[Opening Reading passage section]
Hello,
I am trying to apply Genetic Programming to stock selection. My goal is to find a model that uses fundamental financial data (i.e. accounting data from financial statements) to rank stocks. The model will be used to construct a portfolio of the highest-ranked stocks.
I have relied on deap to run my program (see attached). I have found the framework very easy to implement so far, although I may have misused it. This is where I would like to get some feedback and advice.
Data set:
To train and validate the model, I have assembled a large dataset: more than 100 financial measures (of which 50 are ratios that are commonly used to evaluate stocks), across 20 years for close to 2000 stocks. Some stocks do not have data for the whole period, so the number of observations (a given stock for a given year) is around 17000. The data set also shows the performance of the stock in the subsequent 12-month period. The model should therefore be able to predict which stocks are most likely to outperform, based on their fundamentals.
I have split the dataset in two: half for training, half for validation.
Fitness function:
I have tried two fitness functions so far. The first is to compare the model's output (i.e. the score), against the performance of two observations a and b. If score(a) > score(b) and perf(a) > perf(b), the score is "correct". Likewise if score(a) < score(b) and perf(a) < perf(b). The fitness function returns the percentage of pairs which were scored (i.e. ranked) correctly. The second fitness function relies on Spearman's rho, which measures rankings correlation.
[Closing Reading passage section]
- **Work order A**:
In the post on genetic programming for stock selection, about how many observations does the dataset contain?
- **Work order B**:
Can you write out the post on genetic programming for stock selection again, starting at "I have relied" and ending at "feedback and advice.", but swap "framework" for "library"?
- **Work order C**:
Can you carry on the post on genetic programming for stock selection from the point where it stops?
The data that comes next is from a separate source and has no connection to the post above.
[Opening Provided data section]
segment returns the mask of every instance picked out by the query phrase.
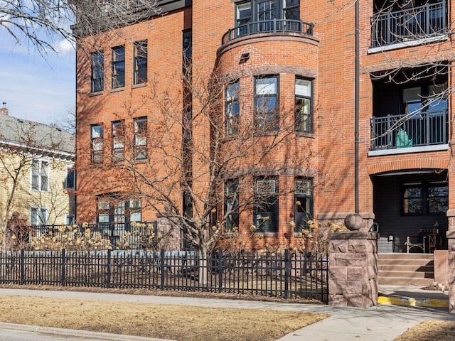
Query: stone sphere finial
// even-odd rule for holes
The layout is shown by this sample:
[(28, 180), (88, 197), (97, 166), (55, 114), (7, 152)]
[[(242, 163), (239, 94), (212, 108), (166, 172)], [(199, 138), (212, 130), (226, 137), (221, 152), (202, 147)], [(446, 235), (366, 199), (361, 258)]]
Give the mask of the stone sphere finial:
[(344, 224), (350, 231), (358, 231), (365, 226), (365, 220), (358, 213), (349, 213), (344, 218)]

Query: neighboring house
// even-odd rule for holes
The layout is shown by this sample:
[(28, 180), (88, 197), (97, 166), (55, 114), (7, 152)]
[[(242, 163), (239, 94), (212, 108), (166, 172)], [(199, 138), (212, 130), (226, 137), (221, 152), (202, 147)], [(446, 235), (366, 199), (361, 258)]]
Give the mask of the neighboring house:
[[(249, 229), (267, 217), (264, 242), (278, 245), (299, 238), (296, 232), (309, 219), (326, 224), (357, 211), (367, 227), (378, 222), (382, 236), (393, 236), (395, 251), (405, 249), (406, 236), (437, 221), (440, 247), (447, 247), (446, 232), (455, 229), (450, 137), (455, 69), (453, 36), (446, 33), (455, 1), (359, 1), (357, 92), (355, 6), (346, 1), (159, 3), (160, 15), (144, 13), (114, 39), (107, 35), (93, 43), (87, 37), (88, 55), (79, 48), (77, 145), (84, 171), (77, 180), (85, 190), (78, 196), (78, 216), (93, 222), (156, 219), (140, 200), (105, 201), (119, 193), (119, 183), (108, 179), (121, 178), (106, 165), (128, 153), (127, 129), (136, 134), (136, 161), (164, 159), (156, 152), (163, 126), (159, 107), (142, 104), (153, 88), (163, 103), (180, 99), (182, 112), (197, 109), (188, 105), (184, 89), (172, 86), (186, 58), (193, 80), (216, 69), (230, 80), (218, 107), (228, 141), (261, 106), (267, 110), (265, 119), (255, 117), (259, 125), (279, 120), (282, 108), (293, 113), (287, 123), (294, 131), (273, 155), (277, 165), (289, 163), (289, 171), (267, 178), (258, 171), (252, 186), (289, 193), (230, 217), (226, 226)], [(208, 122), (195, 124), (193, 136), (209, 128)], [(148, 135), (141, 137), (144, 131)], [(299, 159), (310, 153), (308, 169), (299, 168)], [(106, 181), (93, 182), (94, 176)], [(221, 190), (239, 205), (235, 180)], [(181, 208), (191, 210), (191, 205), (183, 195)]]
[(74, 136), (0, 114), (0, 217), (28, 225), (71, 224), (75, 214)]

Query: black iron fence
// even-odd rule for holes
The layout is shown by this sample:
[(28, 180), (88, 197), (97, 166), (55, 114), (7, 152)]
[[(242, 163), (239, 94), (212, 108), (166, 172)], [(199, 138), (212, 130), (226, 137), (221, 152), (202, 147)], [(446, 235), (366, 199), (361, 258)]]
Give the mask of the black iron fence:
[(226, 32), (221, 43), (225, 44), (236, 38), (257, 33), (296, 33), (313, 36), (314, 23), (301, 20), (272, 19), (239, 25)]
[(419, 112), (371, 119), (372, 150), (448, 143), (447, 111)]
[(327, 255), (194, 251), (0, 253), (0, 283), (144, 288), (328, 301)]
[(372, 48), (443, 34), (447, 31), (446, 1), (378, 13), (371, 29)]

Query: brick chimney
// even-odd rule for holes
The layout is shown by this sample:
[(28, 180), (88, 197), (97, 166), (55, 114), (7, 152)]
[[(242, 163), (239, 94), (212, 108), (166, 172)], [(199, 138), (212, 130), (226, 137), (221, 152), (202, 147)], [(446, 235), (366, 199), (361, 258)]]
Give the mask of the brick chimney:
[(4, 102), (0, 108), (0, 114), (8, 115), (8, 108), (6, 107), (6, 102)]

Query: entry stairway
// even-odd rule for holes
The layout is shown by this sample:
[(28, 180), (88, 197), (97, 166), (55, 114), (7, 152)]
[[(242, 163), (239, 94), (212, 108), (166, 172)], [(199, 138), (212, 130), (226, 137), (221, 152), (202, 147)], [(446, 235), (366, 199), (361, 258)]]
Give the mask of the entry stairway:
[(378, 284), (428, 286), (434, 281), (433, 254), (378, 254)]

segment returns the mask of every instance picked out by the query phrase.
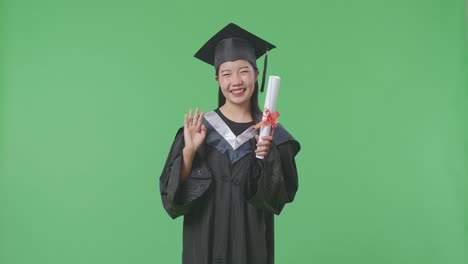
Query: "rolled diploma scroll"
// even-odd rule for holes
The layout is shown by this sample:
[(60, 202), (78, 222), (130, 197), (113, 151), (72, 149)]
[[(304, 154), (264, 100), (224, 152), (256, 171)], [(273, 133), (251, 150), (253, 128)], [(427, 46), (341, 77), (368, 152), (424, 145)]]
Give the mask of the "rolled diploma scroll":
[[(268, 78), (267, 95), (265, 98), (265, 108), (268, 108), (270, 113), (275, 112), (276, 101), (278, 100), (278, 91), (281, 78), (279, 76), (270, 75)], [(265, 109), (263, 108), (263, 109)], [(262, 121), (265, 120), (263, 115)], [(271, 126), (262, 126), (258, 142), (262, 142), (262, 137), (270, 135)], [(258, 159), (263, 159), (263, 156), (256, 156)]]

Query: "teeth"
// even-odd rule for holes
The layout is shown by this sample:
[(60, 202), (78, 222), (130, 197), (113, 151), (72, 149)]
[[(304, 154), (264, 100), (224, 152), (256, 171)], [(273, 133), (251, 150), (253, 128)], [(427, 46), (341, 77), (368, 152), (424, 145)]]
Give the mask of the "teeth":
[(245, 91), (245, 89), (239, 89), (239, 90), (234, 90), (232, 91), (233, 94), (240, 94), (240, 93), (243, 93)]

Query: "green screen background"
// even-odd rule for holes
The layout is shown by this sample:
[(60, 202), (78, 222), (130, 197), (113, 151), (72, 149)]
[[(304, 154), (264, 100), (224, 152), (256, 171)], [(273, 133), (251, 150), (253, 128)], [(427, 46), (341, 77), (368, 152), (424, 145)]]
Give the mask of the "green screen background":
[(0, 2), (0, 263), (180, 263), (158, 178), (229, 22), (302, 144), (277, 263), (468, 263), (463, 1), (197, 2)]

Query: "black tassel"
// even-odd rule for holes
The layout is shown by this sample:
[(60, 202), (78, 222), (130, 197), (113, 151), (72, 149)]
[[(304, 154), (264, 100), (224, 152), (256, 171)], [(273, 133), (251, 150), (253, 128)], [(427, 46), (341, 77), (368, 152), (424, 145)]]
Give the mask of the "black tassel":
[(263, 93), (263, 90), (265, 88), (265, 77), (266, 77), (266, 67), (268, 64), (268, 49), (265, 54), (265, 59), (263, 60), (263, 76), (262, 76), (262, 87), (260, 88), (260, 92)]

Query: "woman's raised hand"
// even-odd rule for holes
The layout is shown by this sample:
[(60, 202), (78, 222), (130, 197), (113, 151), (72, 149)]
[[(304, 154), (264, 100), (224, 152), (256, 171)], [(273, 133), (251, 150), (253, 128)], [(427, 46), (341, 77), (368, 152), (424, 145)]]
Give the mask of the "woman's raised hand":
[(203, 144), (206, 136), (206, 127), (202, 124), (203, 112), (199, 113), (198, 107), (195, 109), (195, 114), (192, 117), (192, 109), (188, 114), (185, 114), (184, 122), (184, 140), (185, 151), (195, 154), (198, 148)]

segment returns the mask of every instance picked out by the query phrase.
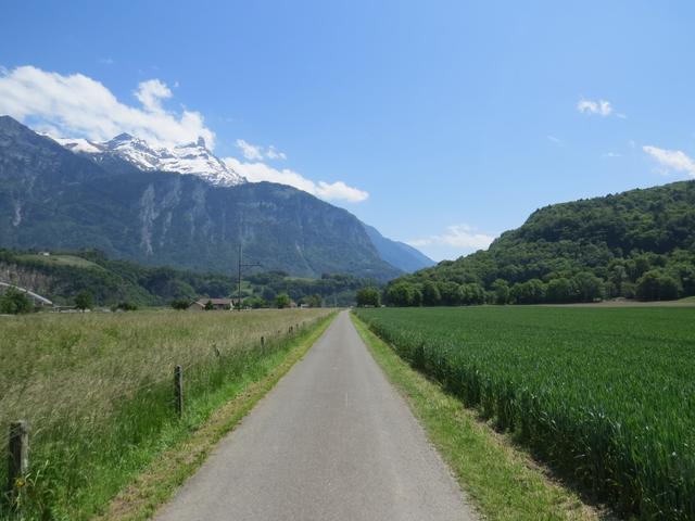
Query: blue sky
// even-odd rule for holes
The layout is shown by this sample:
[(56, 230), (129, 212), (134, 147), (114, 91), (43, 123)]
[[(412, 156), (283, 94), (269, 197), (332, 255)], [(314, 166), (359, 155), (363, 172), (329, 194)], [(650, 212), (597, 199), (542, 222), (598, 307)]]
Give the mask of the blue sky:
[(204, 134), (435, 259), (695, 177), (691, 1), (5, 0), (0, 24), (0, 112)]

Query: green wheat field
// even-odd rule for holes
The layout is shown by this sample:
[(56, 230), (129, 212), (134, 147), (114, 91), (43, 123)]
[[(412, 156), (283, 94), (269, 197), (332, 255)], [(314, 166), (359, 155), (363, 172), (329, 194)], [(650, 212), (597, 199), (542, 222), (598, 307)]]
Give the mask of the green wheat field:
[(414, 367), (641, 519), (695, 519), (695, 309), (361, 309)]

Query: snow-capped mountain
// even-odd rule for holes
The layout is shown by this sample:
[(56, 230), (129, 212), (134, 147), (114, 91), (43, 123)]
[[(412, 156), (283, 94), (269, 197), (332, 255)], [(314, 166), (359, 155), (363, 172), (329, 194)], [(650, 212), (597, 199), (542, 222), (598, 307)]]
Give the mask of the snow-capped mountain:
[(97, 162), (100, 156), (109, 154), (125, 160), (141, 170), (198, 176), (215, 186), (232, 187), (247, 182), (244, 177), (228, 167), (205, 147), (203, 138), (199, 138), (195, 143), (174, 148), (153, 147), (129, 134), (121, 134), (101, 143), (86, 139), (52, 139), (72, 152), (92, 155)]

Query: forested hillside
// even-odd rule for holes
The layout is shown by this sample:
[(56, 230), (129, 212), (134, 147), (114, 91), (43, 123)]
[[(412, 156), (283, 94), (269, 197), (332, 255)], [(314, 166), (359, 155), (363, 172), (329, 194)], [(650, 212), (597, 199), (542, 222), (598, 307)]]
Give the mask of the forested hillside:
[[(97, 305), (121, 304), (124, 308), (238, 295), (238, 280), (231, 275), (141, 266), (110, 259), (97, 251), (54, 252), (46, 256), (0, 249), (0, 282), (26, 288), (64, 305), (74, 304), (83, 291), (89, 292)], [(287, 293), (298, 304), (351, 305), (356, 290), (375, 284), (371, 279), (350, 275), (303, 279), (281, 271), (258, 272), (245, 277), (242, 298), (249, 306), (262, 307)]]
[(401, 277), (394, 305), (672, 300), (695, 294), (695, 181), (555, 204), (488, 251)]

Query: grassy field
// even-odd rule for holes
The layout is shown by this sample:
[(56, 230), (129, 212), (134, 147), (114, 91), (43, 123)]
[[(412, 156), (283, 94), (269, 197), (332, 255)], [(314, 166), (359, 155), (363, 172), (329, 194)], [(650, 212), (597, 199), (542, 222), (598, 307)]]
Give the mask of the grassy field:
[(97, 263), (92, 263), (91, 260), (87, 260), (86, 258), (78, 257), (76, 255), (26, 254), (21, 255), (20, 258), (25, 260), (38, 260), (40, 263), (53, 266), (75, 266), (77, 268), (103, 269)]
[(695, 519), (695, 309), (358, 316), (566, 478), (641, 519)]
[[(157, 454), (281, 364), (295, 339), (329, 313), (0, 317), (0, 432), (13, 420), (30, 424), (30, 472), (17, 487), (26, 517), (76, 520), (101, 512)], [(176, 365), (185, 376), (181, 420), (174, 412)], [(2, 465), (2, 484), (5, 472)], [(2, 519), (9, 505), (0, 505)]]

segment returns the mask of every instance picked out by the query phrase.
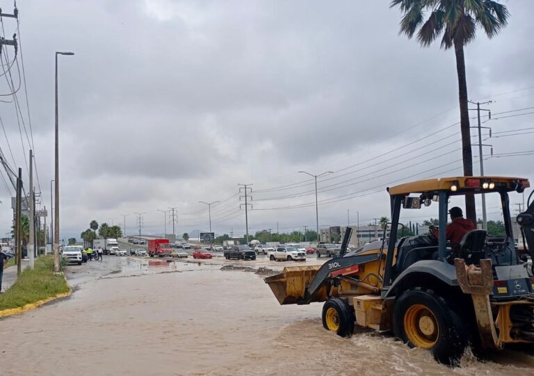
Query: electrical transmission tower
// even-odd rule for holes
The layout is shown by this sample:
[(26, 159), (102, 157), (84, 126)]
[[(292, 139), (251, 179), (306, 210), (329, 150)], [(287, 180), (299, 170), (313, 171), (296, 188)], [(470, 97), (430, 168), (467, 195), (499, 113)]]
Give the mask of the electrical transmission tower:
[(169, 211), (170, 211), (170, 214), (169, 214), (169, 217), (172, 220), (172, 235), (176, 236), (176, 232), (175, 232), (175, 222), (176, 222), (176, 209), (177, 208), (175, 207), (169, 207)]
[(248, 192), (250, 190), (250, 193), (252, 193), (252, 188), (250, 188), (252, 184), (238, 184), (238, 186), (239, 186), (239, 193), (245, 193), (244, 196), (239, 196), (239, 201), (245, 197), (245, 204), (240, 204), (239, 209), (241, 209), (242, 206), (245, 206), (245, 225), (246, 226), (247, 244), (248, 244), (248, 206), (250, 205), (250, 209), (252, 209), (252, 204), (248, 203), (249, 199), (252, 201), (252, 197), (248, 195)]
[(137, 215), (137, 227), (139, 229), (139, 244), (141, 243), (141, 227), (143, 227), (143, 215), (145, 214), (145, 212), (143, 213), (134, 213), (134, 214), (136, 214)]

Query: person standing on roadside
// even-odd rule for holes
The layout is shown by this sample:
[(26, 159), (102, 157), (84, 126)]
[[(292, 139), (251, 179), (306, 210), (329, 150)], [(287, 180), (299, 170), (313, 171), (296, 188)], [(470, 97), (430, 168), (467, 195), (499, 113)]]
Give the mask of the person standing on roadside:
[(3, 277), (3, 268), (7, 266), (7, 261), (9, 257), (0, 250), (0, 293), (2, 293), (2, 277)]
[(90, 261), (92, 260), (92, 250), (91, 250), (90, 247), (87, 247), (87, 256)]

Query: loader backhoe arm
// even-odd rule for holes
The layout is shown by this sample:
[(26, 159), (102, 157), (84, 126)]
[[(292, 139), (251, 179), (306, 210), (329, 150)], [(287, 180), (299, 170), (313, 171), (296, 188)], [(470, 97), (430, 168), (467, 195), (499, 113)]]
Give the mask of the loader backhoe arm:
[(534, 202), (531, 202), (532, 193), (528, 197), (528, 207), (525, 211), (517, 215), (516, 220), (521, 227), (523, 236), (526, 241), (528, 254), (534, 260)]

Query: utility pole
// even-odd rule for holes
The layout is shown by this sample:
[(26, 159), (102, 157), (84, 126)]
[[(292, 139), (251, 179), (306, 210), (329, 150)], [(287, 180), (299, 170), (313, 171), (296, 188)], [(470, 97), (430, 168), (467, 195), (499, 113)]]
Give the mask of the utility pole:
[(126, 236), (126, 216), (128, 215), (127, 214), (121, 214), (121, 215), (122, 215), (122, 218), (124, 218), (124, 227), (123, 227), (124, 230), (124, 234), (122, 234), (122, 236), (126, 238), (127, 237)]
[(163, 213), (163, 229), (165, 230), (165, 237), (167, 238), (167, 212), (168, 210), (156, 209)]
[[(47, 207), (44, 206), (44, 213), (47, 215), (48, 213), (47, 213)], [(47, 254), (47, 245), (48, 245), (48, 228), (47, 227), (47, 215), (44, 215), (44, 254)]]
[(139, 244), (141, 243), (141, 227), (143, 227), (143, 215), (145, 214), (145, 212), (143, 213), (134, 213), (134, 214), (137, 215), (137, 225), (139, 227)]
[(316, 224), (317, 225), (317, 243), (318, 244), (318, 243), (321, 241), (321, 234), (319, 234), (319, 204), (318, 201), (317, 201), (317, 178), (327, 174), (333, 174), (334, 172), (327, 171), (326, 172), (323, 172), (318, 175), (314, 175), (313, 174), (310, 174), (309, 172), (306, 172), (305, 171), (299, 171), (299, 172), (306, 174), (313, 178), (315, 178), (315, 220)]
[(376, 227), (377, 226), (376, 221), (378, 218), (373, 218), (373, 219), (375, 220), (375, 238), (376, 238), (378, 237), (378, 228)]
[[(480, 176), (484, 176), (484, 158), (482, 156), (482, 147), (483, 146), (491, 146), (485, 145), (482, 143), (482, 128), (487, 128), (490, 129), (490, 137), (492, 136), (492, 130), (488, 126), (480, 126), (480, 111), (487, 111), (489, 113), (490, 119), (492, 118), (492, 113), (490, 110), (485, 108), (480, 108), (480, 104), (487, 104), (492, 103), (492, 101), (487, 101), (485, 102), (472, 102), (469, 101), (469, 103), (476, 104), (476, 114), (478, 119), (478, 126), (476, 127), (471, 126), (471, 128), (478, 128), (478, 159), (480, 164)], [(469, 108), (470, 110), (475, 110), (475, 108)], [(492, 149), (492, 154), (493, 154), (493, 149)], [(487, 230), (487, 217), (486, 215), (486, 195), (483, 193), (482, 194), (482, 227), (485, 230)]]
[(52, 183), (55, 180), (50, 181), (50, 244), (54, 245), (54, 202), (52, 201)]
[[(245, 192), (245, 196), (239, 196), (239, 201), (241, 200), (242, 197), (245, 197), (245, 225), (246, 226), (246, 236), (247, 236), (247, 244), (248, 244), (248, 206), (250, 205), (250, 209), (252, 209), (252, 204), (248, 203), (248, 190), (250, 190), (250, 193), (252, 193), (252, 188), (250, 188), (250, 186), (252, 186), (252, 184), (238, 184), (238, 186), (240, 186), (239, 187), (239, 193), (241, 192)], [(250, 201), (252, 200), (252, 197), (250, 197)], [(239, 204), (239, 209), (241, 209), (242, 204)]]
[[(211, 243), (213, 241), (213, 236), (211, 236), (211, 204), (217, 204), (218, 201), (213, 201), (212, 202), (205, 202), (204, 201), (199, 201), (199, 204), (205, 204), (208, 206), (208, 213), (209, 213), (209, 246), (211, 250)], [(215, 234), (213, 234), (215, 235)]]
[(19, 177), (17, 179), (17, 198), (15, 199), (15, 257), (17, 259), (17, 275), (19, 275), (22, 271), (21, 263), (22, 261), (22, 240), (21, 234), (21, 218), (22, 218), (22, 169), (19, 168)]
[(176, 207), (169, 207), (169, 210), (168, 211), (172, 211), (172, 214), (171, 214), (171, 216), (172, 217), (172, 235), (176, 236), (176, 233), (175, 232), (175, 220), (176, 220), (176, 209), (177, 208)]
[(362, 236), (362, 235), (359, 234), (359, 211), (356, 212), (357, 215), (357, 222), (356, 222), (356, 243), (357, 244), (357, 247), (359, 247), (359, 238)]
[(30, 197), (29, 197), (29, 205), (30, 205), (30, 218), (28, 218), (28, 224), (30, 226), (30, 239), (28, 242), (28, 259), (30, 261), (30, 269), (33, 269), (34, 266), (34, 257), (35, 255), (33, 254), (33, 250), (34, 250), (34, 240), (35, 236), (35, 202), (34, 200), (33, 197), (33, 153), (31, 151), (31, 149), (30, 149)]
[(59, 272), (59, 110), (58, 105), (58, 55), (74, 55), (72, 52), (56, 52), (56, 209), (54, 228), (54, 271)]

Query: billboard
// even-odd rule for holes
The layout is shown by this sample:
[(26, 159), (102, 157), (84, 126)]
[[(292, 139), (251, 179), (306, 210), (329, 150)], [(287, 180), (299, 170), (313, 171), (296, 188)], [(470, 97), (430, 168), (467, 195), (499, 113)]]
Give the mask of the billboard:
[(201, 232), (198, 235), (198, 238), (201, 242), (211, 243), (213, 239), (215, 238), (215, 233), (213, 232)]

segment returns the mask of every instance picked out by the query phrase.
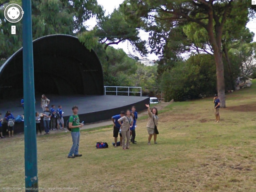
[Closing Provided data section]
- **Answer A**:
Around 17000 observations.

- **Answer B**:
I have relied on deap to run my program (see attached). I have found the library very easy to implement so far, although I may have misused it. This is where I would like to get some feedback and advice.

- **Answer C**:
Now for the questions:
- the program takes quite a long time to run on my laptop. I have tried to use scoop, but I get error messages (division by zero, even though I use protected division). For the time being, I am therefore reduced to train the model on a small subset of data and for a small number of generations.
Question: do you see any obvious way to improve my program's performance, or is my data set just too large?
- I run GP several times in succession, to train a model on a period (say: 1994 - 2000) and validate the result on the subsequent year (2001). I then proceed to train the model on 1994 - 2001 and validate on 2002, etc. However, I get strange results: with every generation, the fitness average increases, however the min and max are relatively constant. I would have expected the max and min to increase.
Question: Is there a way to log details on each generation's population to better understand these statistics?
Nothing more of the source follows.